__Excerpt provided__.
------------

It was around 6 pm. The embassy building was not yet on fire, but the scene was mayhem, very systematic mayhem. In the embassy’s lobby great shards of glass were crashing to the marble floor from several floors above as young men methodically smashed the glass paneling that lined the staircases and the central stairwells above.

Fires had been set to piles of documents and computers stacked in small pyres inside offices and hallways leading from the lobby.

One in the mob had ingeniously punctured a large fire hose affixed to a wall, and an arch of pressurized water was spurting across the reception area.

The young men were a picture of industriousness as they busily smashed, wrenched, ripped, scattered, dented and torched.

In one office, a teenager bounced a computer monitor off the ground. In the opposite office, which must have been involved with visa applications, filing cabinet doors and desk drawers were ripped back and inside young men had found bundles of foreign passports.

Instructions were being shouted to burn everything.

Encapsulating the stupendous effort the young men were putting into their work was the sight of a lone teenager swinging a chrome pole at the marble-paneled walls in the lobby. Each impact left a spider web of masonry destruction behind. On every floor of the embassy, the scene was the same.

Then the rain of glass shards falling from above turned to a torrent as the fire hose on the wall burst completely, sending a cannon of water upward that knocked out what was left of the smashed glass panels.

------------

(Photo object-pointing records)
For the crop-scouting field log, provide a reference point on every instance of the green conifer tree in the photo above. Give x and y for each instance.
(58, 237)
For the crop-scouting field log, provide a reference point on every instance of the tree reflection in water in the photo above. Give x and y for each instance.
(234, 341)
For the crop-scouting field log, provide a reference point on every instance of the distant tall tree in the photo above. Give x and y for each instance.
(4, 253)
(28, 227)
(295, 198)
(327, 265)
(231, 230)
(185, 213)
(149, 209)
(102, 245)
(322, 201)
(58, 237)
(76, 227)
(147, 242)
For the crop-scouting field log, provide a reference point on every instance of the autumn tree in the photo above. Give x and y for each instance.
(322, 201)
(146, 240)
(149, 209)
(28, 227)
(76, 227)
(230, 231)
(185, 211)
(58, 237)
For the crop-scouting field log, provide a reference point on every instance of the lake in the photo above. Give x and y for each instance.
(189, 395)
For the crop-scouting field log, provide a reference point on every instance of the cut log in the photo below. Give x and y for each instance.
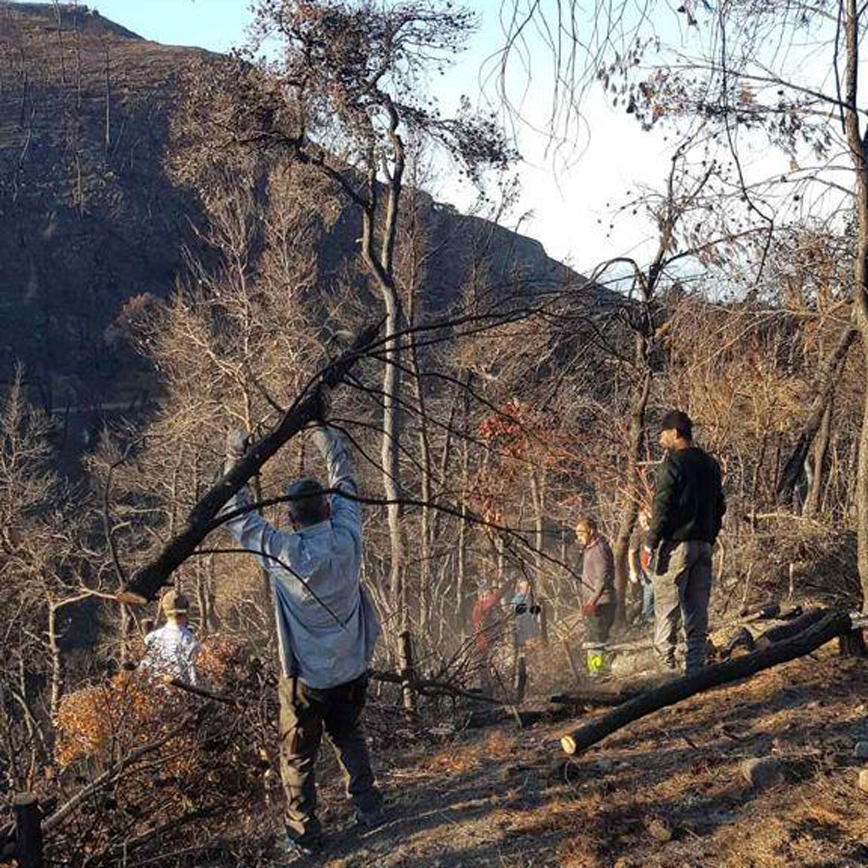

------------

__Set problem__. Continue the account of the embassy ransacking, picking up directly after its final paragraph. These rows were taken from a separate source.

__Exercise result__.
Tucked behind the embassy building, the Thai ambassador’s residence was being torched. To the side of the compound, the embassy’s garage was under siege as Cambodian staff of the em­bas­sy begged the youths not to destroy their vehicles.

Many of the cars already had their windshields smashed, and the men were fighting a losing battle in their talks with the belligerents. Eventually the cars were set on fire and rolled to the em­bassy gates.

More lateral-thinking members of the mob were now carefully timing their arrival and departure from the embassy as computers were being thrown from the upper floors and were crashing randomly to the ground outside.

A few scattered gun shots rang out from Noro­dom Boulevard that sent the mob running to exit the embassy compound. But when nothing followed, efforts to attack the building redoubled and, finally, the gated entrance onto Norodom Boulevard was torn open and the crowd rolled in like a wave.

Firetrucks and an armored personnel carrier were swamped outside as the youthful revelers danced under Cambodian flags. A dozen or so riot police with batons, shields and tin hats stood self-consciously. Two NGO workers from Ger­many even joined in the anti-Thai revelry.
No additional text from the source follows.